**DOCUMENT EXCERPT:**
# Just wall cabinets carcasses (WIP)



## papasombre (Sep 22, 2011)

Hi, ladies and gentlemen.

As you know, I am working in a project to make several wall kitchen cabinets for my daughter. I am using several 15mm chipboard that were given to me by a cousin. Most of the materials are recovered.

The project is still under progress but I want to show to you some advance. Recently my customer talked about a "change of mind" since the cabinets would be installed in another place. Meanwhile, pictures talk by themselves.


----------



## Stick486 (Jan 4, 2013)

looking good...


----------



## DaninVan (Jan 1, 2012)

Alexis; damn fine job of salvaging material! I salute you.
We're spoiled rotten up here. We want something, we toddle off to the nearest shop/lumberyard and grab what we need.
***** like crazy if they don't have it in stock.

**TASK GOAL:**
Answer from the wall cabinet thread:
1. What thickness of chipboard is papasombre using?
2. Why did the customer talk about a "change of mind"?
3. What does DaninVan praise Alexis for?

**GIVEN INFORMATION:**
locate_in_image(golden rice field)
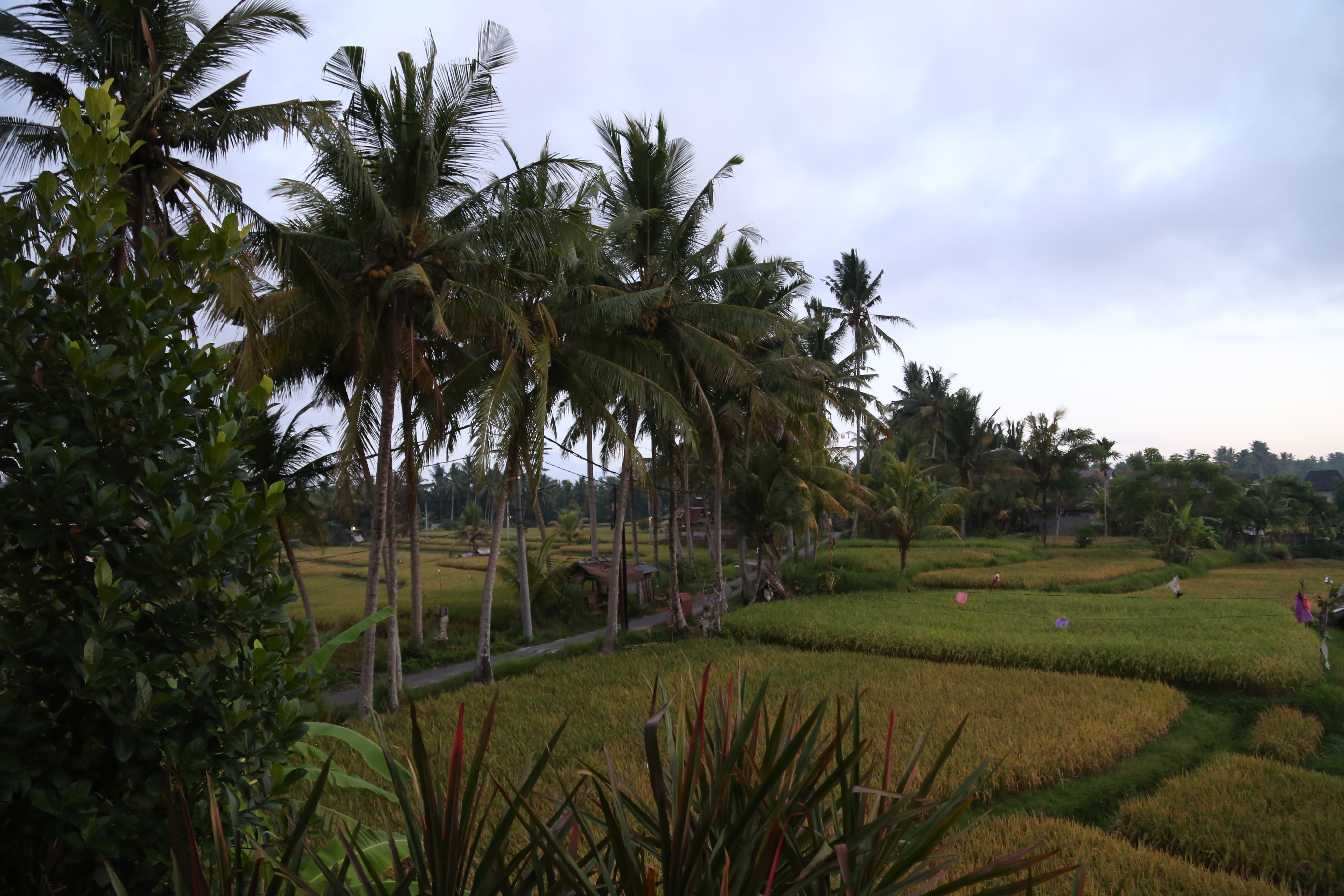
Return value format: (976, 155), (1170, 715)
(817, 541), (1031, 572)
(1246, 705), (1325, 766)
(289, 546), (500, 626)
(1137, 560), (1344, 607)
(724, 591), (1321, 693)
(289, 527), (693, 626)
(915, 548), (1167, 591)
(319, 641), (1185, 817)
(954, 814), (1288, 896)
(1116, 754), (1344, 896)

==

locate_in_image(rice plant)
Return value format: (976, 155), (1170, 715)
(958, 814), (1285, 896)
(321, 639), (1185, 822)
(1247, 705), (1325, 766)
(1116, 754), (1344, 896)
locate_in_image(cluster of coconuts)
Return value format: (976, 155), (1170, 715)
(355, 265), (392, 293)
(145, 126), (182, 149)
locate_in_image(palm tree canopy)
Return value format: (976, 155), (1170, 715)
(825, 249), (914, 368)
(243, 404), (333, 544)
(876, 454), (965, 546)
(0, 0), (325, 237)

**TASK ANSWER:**
1. 15mm.
2. The cabinets would be installed in another place.
3. Salvaging material.